• Required work
Below are records with pictures. Reproduce exactly the lines from the line with "[tag] sandy riverbank" to the line with "[tag] brown fallen", inclusive, and leave each picture out.

• Image point grounding data
+===+
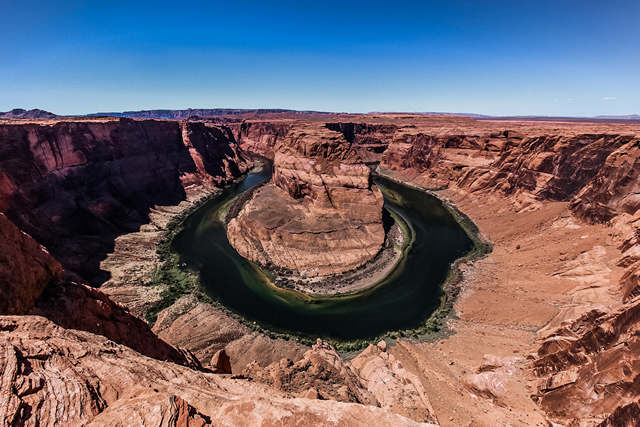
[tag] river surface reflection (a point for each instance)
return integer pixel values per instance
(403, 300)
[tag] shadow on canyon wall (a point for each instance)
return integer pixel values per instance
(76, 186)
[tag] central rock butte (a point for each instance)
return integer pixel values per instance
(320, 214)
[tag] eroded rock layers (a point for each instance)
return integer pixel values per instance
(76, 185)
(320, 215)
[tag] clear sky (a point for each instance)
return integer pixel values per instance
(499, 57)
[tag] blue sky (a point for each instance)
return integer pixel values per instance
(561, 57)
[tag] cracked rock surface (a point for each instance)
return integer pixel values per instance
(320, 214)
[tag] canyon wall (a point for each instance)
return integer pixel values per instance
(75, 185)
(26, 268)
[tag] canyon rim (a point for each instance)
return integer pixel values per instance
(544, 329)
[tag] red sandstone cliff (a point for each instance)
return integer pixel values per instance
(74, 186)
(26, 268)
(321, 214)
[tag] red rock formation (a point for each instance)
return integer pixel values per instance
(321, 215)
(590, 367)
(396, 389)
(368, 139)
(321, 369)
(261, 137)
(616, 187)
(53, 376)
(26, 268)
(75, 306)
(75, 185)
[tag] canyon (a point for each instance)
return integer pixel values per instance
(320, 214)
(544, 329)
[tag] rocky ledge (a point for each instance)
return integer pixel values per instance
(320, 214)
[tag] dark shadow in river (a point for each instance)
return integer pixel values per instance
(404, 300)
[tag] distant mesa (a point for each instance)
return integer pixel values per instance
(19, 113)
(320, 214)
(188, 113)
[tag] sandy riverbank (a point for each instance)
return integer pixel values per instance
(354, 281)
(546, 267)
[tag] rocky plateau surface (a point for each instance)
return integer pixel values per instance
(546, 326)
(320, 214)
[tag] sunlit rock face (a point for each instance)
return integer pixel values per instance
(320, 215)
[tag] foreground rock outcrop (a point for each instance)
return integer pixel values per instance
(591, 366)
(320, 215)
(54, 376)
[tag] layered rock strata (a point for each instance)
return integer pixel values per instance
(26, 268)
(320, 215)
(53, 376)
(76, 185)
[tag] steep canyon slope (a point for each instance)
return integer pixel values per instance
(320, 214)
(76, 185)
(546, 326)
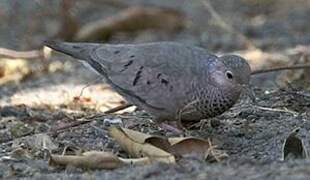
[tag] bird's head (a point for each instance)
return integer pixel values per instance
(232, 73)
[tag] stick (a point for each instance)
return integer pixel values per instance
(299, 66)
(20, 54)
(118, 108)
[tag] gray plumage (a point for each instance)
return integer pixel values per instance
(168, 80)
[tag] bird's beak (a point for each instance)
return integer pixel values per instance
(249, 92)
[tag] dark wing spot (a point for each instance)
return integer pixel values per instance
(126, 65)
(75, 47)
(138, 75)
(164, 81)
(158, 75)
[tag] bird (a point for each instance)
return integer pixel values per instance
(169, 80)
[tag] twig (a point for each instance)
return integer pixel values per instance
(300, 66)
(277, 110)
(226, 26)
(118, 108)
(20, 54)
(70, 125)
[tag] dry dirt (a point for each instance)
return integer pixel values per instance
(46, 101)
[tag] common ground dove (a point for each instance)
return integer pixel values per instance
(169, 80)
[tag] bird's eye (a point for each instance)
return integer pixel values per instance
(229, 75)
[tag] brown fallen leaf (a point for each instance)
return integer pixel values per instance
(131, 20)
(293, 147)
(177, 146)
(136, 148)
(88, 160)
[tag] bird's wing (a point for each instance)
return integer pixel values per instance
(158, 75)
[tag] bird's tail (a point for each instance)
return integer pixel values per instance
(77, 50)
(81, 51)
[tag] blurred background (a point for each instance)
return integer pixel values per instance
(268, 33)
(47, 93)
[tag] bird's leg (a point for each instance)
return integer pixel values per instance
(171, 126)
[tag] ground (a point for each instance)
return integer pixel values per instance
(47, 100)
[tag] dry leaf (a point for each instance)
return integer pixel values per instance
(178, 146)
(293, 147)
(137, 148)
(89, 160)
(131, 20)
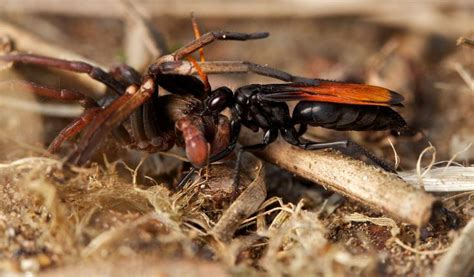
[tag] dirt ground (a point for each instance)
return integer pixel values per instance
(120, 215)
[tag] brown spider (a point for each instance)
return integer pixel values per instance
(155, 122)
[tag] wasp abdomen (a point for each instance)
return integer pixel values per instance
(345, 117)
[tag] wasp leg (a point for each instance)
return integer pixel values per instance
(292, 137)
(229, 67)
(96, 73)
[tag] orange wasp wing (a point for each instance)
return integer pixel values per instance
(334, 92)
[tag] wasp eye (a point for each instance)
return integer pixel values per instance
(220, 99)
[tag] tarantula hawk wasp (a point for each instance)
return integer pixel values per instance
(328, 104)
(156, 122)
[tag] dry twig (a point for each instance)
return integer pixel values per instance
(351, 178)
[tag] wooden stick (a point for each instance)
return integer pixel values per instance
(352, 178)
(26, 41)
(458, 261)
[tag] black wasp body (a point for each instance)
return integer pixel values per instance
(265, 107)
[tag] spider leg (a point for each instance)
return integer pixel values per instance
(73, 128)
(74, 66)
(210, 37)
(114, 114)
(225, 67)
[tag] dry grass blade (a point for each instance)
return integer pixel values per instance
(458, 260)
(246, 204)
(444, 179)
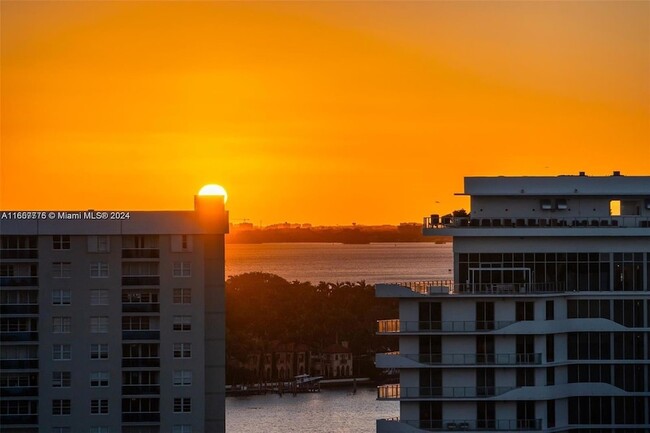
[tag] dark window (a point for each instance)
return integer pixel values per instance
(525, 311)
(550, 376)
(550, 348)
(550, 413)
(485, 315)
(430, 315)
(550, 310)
+===+
• Problem solution
[tag] sandy riverbank (a point for each instance)
return integer pixel values per instance
(354, 281)
(546, 267)
[tag] rocky plateau surface (a point for each instance)
return integer pixel values per instance
(546, 326)
(320, 214)
[tag] sunlit rock face (a point for each instance)
return integer pixel values per instance
(320, 215)
[tag] foreground rock outcrop (a point for each instance)
return integer pixel values per instance
(591, 366)
(320, 215)
(54, 376)
[tag] layered rock strata (a point for each instance)
return integer pixel values per instance
(26, 268)
(320, 215)
(53, 376)
(76, 185)
[tag] steep canyon slope (a point for each instance)
return integer pixel values per instance
(320, 214)
(76, 185)
(546, 326)
[tag] bird's head (a point for each instance)
return integer pixel values per instance
(232, 73)
[tag] stick (a point for each instance)
return integer pixel values per instance
(299, 66)
(20, 54)
(118, 108)
[tag] gray plumage (a point for each instance)
return integer pixel values per instance
(168, 80)
[tag] bird's beak (a point for each instance)
return integer pixel values per instance
(249, 92)
[tag] dark wing spot (a point for each instance)
return integer pixel values per instance
(126, 65)
(75, 47)
(138, 75)
(164, 81)
(158, 75)
[tag] bird (a point for each instance)
return integer pixel values per instance
(169, 80)
[tag] twig (a point for each instance)
return integer pixel values per instance
(300, 66)
(277, 110)
(226, 26)
(118, 108)
(20, 54)
(70, 125)
[tag] dry dirt (a point for each instance)
return integer pixel values per instance
(46, 101)
[tag] common ground dove (a point for each instance)
return integer pixel values per instance
(169, 80)
[tag] bird's eye (a point for each instance)
return integer pixel values per instance
(229, 75)
[tag] brown fallen leaf (a point for each instance)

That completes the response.